___ Passage shown ___
Siskiyou Crest Coalition Work

This past summer ASA staff has worked to support the Siskiyou Crest Coalition, including the Acorn Women Artist in Residence program and other outreach work in the area. We also helped to organize a successful “moth night,” surveying for moth diversity on the Siskiyou Crest with lepidopterist, Dana Ross. Additionally, Executive Director, Luke Ruediger and Suzie Savoie have also made multiple showings of their Botanical Areas of the Siskiyou Crest presentation, including one for the Friends of the Ahart Herbarium at Chico State University as part of their “All Things Botanical” presentation series. You can view the presentation here.
SOS Project
We are continuing to track and are ready to oppose the BLM’s SOS Project, which proposes over 5,000 acres of heavy industrial logging on BLM lands throughout the Applegate Valley from Thompson Creek to Ruch, and on to Sterling Creek. This project would riddle our beautiful valley in logging scars and targets mostly live, green forests under a false narrative of beetle mortality salvage. Rather than targeting the dead standing snags (which also has significant environmental impacts), the BLM is targeting many of the live stands that survived the recent beetle outbreaks.
Boaz Salvage Timber Sale
We have continued to monitor the BLM’s disastrous Boaz Salvage Timber Sale. This was likely the most egregious BLM sale in the Applegate Valley in recent history, and ASA has been out monitoring the impacts and documenting the damage of BLM logging operations on Cinnabar Ridge, which divides the Upper Applegate Valley from the Little Applegate Valley south of Ruch.
Cedar Flat Timber Sale

We are currently advocating for the BLM to cancel mature and old-growth logging units in the Cedar Flat Timber Sale above Williams, and instead focus on thinning dense tree plantations developed after historic clearcut logging operations. We are also working to encourage better communication and more meaningful public involvement opportunities around this sale. The project is located in Late Successional Reserve forest set aside to protect old forests for the spotted owl, yet currently targets numerous mature and old-growth stands for logging.
___ Records shown ___
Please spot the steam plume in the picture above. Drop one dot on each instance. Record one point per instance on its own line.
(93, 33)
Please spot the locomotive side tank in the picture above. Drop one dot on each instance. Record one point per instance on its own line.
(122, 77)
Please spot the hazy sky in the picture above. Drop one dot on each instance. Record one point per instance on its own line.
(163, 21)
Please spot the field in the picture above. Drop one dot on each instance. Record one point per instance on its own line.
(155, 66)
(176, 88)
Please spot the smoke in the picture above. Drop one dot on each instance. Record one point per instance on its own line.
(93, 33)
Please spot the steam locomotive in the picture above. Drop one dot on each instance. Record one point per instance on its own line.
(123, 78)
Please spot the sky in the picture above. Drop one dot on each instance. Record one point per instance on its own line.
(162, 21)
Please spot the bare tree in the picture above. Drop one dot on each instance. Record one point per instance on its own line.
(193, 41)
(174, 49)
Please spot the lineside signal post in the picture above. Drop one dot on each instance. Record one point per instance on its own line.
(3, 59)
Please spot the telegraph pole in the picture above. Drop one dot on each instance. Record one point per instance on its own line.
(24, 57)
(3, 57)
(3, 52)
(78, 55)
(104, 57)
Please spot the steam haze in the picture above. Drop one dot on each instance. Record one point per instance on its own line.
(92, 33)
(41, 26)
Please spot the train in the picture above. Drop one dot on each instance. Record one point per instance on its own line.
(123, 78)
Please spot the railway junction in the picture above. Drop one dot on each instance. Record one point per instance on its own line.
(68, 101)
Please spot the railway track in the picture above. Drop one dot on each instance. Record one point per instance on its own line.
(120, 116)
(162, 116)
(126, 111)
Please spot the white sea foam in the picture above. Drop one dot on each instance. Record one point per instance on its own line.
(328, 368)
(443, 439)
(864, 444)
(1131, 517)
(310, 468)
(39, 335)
___
___ Records shown ___
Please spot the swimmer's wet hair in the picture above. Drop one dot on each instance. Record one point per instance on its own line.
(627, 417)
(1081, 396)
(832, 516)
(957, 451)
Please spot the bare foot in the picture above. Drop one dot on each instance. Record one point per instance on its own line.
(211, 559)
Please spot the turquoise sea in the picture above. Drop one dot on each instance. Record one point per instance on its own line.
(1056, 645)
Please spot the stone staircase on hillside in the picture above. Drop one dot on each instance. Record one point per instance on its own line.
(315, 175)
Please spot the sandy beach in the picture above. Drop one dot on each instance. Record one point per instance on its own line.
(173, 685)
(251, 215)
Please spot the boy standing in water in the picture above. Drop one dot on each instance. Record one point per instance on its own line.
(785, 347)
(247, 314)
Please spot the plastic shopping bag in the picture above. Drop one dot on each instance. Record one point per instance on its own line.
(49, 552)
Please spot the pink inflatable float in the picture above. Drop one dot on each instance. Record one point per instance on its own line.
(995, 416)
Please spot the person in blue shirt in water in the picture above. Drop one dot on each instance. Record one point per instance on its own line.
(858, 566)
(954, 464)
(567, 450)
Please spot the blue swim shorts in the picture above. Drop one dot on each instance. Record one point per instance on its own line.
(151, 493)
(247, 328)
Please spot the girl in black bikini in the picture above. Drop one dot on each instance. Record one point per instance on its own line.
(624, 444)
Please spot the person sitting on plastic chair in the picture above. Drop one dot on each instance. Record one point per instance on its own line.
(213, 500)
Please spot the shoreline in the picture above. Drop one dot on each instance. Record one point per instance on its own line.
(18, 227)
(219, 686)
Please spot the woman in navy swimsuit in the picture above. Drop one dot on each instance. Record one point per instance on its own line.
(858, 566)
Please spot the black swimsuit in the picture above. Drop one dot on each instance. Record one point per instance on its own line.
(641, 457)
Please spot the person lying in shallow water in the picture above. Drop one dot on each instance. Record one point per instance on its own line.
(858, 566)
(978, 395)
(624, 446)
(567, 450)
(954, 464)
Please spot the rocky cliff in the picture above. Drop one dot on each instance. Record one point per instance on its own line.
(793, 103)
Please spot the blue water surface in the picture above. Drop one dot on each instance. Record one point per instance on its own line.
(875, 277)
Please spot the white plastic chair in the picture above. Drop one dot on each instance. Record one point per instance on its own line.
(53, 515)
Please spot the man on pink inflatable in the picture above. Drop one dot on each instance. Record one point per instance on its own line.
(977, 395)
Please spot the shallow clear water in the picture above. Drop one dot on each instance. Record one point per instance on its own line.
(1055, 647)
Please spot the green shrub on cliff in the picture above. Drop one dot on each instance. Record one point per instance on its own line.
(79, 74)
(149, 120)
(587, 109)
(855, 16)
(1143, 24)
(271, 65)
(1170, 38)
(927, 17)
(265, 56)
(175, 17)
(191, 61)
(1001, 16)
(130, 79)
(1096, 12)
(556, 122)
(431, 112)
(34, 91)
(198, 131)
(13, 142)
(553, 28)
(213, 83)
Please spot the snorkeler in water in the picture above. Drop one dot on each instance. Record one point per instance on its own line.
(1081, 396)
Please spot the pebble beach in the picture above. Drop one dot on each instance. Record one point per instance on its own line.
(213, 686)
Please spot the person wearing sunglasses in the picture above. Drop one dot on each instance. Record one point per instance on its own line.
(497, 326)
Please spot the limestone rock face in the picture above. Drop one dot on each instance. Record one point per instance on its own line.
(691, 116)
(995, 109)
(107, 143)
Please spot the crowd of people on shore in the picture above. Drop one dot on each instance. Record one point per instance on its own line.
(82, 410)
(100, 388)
___
Carry the Applegate Valley conservation update forward from its final sentence about the Cedar Flat Timber Sale.

Answer to the exercise:
UAW Monitoring
We have been out numerous times monitoring Forest Service logging and fuel reduction projects in the Upper Applegate Watershed (UAW) Restoration Project. Our goal is to reduce the impact of future projects by documenting both where it went right and where it went wrong on the Forest Service’s UAW Project.
Middle Fork Dispersed Camping Issues

We have been working to encourage the Forest Service to address dispersed recreation issues, garbage, and inappropriate public use of the Middle Fork Applegate River area, where disperse campsites are expanding into undisturbed areas and creating environmental damage. Garbage and irresponsible use have been a problem on the Middle Fork for many decades and we would like to help turn things around in what should be the gem of the Applegate on the Middle Fork Applegate River.
Subalpine Fir Discovery

In summer 2024 during our Siskiyou Crest Conifer Field Trip Series, ASA Executive Director, Luke Ruediger found the third population of subalpine fir in the Siskiyou Mountains, and this August we visited the site with numerous expert botanists to verify the find and take a voucher specimen to document the newly discovered population just below Dutchman Peak, at the headwaters of Yale Creek. We are also working on a new Siskiyou Crest White Paper about subalpine fir on the Siskiyou Crest.
Meadow Protection

ASA has been working for years to support the protection of meadows on the Siskiyou Crest and in designated Botanical Areas. This summer we have been monitoring areas with historic off-road vehicle problems and encouraging the Forest Service to enforce existing regulations by physically blocking areas and illegal routes leading into closed areas. Our emphasis this past summer has been the monitoring of meadows and openings throughout the region to keep our native plant and pollinator habitats free from off-road vehicle damage.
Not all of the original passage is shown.